(Records drawn from a dataset)
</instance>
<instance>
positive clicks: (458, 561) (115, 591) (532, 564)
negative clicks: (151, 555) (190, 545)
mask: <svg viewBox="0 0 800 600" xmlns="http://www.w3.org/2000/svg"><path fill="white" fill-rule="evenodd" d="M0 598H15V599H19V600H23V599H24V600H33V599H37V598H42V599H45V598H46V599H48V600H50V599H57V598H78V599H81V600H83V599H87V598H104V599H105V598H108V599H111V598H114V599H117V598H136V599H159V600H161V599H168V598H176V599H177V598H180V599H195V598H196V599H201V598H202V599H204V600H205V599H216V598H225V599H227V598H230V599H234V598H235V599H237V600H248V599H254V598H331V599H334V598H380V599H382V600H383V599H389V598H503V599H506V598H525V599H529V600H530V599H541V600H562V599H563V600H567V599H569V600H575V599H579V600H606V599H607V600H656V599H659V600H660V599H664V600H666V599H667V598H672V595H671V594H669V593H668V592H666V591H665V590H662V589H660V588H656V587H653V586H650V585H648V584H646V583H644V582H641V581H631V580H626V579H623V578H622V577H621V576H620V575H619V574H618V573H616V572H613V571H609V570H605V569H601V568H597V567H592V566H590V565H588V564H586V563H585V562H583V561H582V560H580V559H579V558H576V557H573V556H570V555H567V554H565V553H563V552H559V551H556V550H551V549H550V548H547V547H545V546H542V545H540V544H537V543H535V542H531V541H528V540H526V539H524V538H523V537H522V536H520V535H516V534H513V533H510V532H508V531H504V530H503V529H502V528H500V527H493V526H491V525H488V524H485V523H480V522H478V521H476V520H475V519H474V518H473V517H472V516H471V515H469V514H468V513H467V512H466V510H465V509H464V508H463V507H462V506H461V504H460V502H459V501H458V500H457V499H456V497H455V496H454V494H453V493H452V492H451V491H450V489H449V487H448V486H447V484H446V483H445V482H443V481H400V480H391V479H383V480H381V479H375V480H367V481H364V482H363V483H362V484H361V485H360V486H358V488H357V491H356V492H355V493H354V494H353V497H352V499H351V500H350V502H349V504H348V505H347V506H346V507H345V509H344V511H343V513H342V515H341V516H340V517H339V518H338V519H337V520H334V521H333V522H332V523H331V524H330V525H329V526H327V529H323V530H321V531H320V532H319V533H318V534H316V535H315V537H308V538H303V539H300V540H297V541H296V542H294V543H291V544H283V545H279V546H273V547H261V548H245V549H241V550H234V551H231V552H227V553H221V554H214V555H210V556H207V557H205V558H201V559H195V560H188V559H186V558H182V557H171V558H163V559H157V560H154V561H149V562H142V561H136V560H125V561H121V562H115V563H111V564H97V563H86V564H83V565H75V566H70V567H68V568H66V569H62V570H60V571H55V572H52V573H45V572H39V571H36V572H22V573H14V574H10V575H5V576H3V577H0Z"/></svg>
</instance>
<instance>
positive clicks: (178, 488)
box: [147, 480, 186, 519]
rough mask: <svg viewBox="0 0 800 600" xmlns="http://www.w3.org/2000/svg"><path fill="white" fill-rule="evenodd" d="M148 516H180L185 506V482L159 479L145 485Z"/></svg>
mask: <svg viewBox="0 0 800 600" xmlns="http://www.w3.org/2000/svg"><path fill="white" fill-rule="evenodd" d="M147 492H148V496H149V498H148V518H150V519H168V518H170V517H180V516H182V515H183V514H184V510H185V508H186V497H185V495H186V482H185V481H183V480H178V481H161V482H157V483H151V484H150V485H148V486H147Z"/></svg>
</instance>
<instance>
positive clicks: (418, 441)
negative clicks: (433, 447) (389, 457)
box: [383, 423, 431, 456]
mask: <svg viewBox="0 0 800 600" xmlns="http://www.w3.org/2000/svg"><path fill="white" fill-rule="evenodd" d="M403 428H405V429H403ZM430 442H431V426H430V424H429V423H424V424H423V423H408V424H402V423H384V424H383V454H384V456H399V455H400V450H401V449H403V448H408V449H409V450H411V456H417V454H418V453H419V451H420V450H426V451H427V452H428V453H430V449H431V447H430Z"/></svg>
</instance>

**What is expected**
Would you print exactly the lines from the first line of the entries above through the line that has "positive clicks: (458, 561)", both included, and stop there?

**Exercise response**
</instance>
<instance>
positive clicks: (458, 561) (115, 591) (532, 564)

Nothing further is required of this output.